Description of the task: Write out, word for word, the part of the data below that opens with the line containing "Challenge: find every instance of pink goggles" and runs through the end of the data, including both ends.

Dataset records:
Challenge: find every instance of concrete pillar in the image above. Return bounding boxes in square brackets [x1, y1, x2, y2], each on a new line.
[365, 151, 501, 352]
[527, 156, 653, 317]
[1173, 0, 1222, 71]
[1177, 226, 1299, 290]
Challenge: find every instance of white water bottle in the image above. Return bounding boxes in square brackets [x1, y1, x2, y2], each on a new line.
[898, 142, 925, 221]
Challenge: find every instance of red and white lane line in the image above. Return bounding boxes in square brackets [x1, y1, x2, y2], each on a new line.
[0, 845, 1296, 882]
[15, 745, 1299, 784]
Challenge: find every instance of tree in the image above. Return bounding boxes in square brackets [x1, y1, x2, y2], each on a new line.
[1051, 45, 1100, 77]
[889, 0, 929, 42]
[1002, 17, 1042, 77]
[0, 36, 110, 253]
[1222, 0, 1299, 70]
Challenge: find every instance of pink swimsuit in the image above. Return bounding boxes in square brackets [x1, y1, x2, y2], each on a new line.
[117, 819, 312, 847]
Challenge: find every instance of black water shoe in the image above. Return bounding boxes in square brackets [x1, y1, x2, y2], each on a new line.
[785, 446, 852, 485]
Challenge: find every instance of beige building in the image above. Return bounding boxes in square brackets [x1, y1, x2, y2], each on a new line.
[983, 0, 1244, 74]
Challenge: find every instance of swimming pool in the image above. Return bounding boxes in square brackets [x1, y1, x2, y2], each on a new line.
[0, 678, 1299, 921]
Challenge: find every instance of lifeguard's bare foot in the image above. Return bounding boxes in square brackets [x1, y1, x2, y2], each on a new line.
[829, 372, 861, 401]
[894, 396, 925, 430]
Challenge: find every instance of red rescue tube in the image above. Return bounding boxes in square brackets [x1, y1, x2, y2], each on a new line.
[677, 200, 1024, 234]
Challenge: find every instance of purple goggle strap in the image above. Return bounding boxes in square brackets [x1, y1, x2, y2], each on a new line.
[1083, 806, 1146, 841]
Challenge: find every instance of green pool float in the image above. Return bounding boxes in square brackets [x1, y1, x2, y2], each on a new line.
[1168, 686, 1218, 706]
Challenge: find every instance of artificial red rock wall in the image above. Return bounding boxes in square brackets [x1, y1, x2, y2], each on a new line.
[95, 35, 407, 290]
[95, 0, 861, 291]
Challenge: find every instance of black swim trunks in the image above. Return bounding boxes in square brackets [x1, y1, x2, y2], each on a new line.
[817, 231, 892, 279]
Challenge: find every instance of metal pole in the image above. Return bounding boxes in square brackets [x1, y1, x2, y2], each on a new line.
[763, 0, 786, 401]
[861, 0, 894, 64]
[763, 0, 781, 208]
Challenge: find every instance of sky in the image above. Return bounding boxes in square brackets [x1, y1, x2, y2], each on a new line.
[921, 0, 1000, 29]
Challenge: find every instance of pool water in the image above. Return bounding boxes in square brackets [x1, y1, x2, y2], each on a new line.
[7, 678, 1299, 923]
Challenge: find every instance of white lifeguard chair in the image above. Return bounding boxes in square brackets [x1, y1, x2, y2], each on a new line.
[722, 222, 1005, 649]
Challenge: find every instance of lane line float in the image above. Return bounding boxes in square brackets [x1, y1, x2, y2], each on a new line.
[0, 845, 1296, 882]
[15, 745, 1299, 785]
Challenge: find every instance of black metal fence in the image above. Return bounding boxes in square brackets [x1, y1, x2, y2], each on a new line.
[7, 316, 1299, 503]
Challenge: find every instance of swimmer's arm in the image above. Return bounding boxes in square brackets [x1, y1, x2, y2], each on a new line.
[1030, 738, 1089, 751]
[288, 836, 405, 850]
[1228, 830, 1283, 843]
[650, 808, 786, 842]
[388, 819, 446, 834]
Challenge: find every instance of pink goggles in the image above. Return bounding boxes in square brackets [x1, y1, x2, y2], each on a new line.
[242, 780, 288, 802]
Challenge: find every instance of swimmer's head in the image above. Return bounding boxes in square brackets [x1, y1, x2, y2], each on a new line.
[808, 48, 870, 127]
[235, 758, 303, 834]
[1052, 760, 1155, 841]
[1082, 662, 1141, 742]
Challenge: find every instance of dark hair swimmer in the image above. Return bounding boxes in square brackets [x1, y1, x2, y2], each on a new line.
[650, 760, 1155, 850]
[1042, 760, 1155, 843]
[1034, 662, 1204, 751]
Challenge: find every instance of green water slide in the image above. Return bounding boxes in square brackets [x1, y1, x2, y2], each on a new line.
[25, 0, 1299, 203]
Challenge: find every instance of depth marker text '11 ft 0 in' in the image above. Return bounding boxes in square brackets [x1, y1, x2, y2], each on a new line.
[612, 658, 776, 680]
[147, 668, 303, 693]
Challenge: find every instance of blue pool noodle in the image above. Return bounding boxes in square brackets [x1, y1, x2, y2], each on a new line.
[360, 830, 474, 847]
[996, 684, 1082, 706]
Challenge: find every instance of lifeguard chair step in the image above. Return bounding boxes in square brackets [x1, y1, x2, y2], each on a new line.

In response:
Challenge: find every instance of pink goggles in the image above. Return bounding boxes in square brackets [x1, y1, x2, y2], each on a new line.
[242, 780, 288, 802]
Challenge: find every instance of swimmer's head in the image above. Return bounding boxes in square brackets [x1, y1, x2, y2], each on a new line.
[808, 48, 870, 127]
[235, 758, 303, 834]
[1052, 760, 1155, 841]
[1082, 662, 1141, 742]
Challenge: find every instance of dark hair swimmer in the image above. Return bounding boxes in square brackets [x1, y1, x2, y2], each on a new line.
[650, 760, 1155, 850]
[1042, 760, 1155, 843]
[1034, 662, 1204, 751]
Challenge: find every instance of green water slide in the image above. Return bounding boxes in square brackets [x1, y1, x2, y2], each on a new line.
[25, 0, 1299, 203]
Challenge: find every instance of depth marker text '11 ft 0 in' in the image above. Return bounding boxes in square brackets [x1, y1, x2, y2], each on a new line.
[612, 658, 776, 680]
[147, 668, 303, 693]
Challenge: find every instance of blue pool noodle in the image above. Return bounding boxes in square brackets [x1, y1, x2, y2], each on a new line.
[360, 830, 474, 847]
[996, 684, 1082, 706]
Challenge: find every instance of lifeguard chair step in the image above. Return bounding boxes in square brackets [x1, y1, x2, y2], each on a new line.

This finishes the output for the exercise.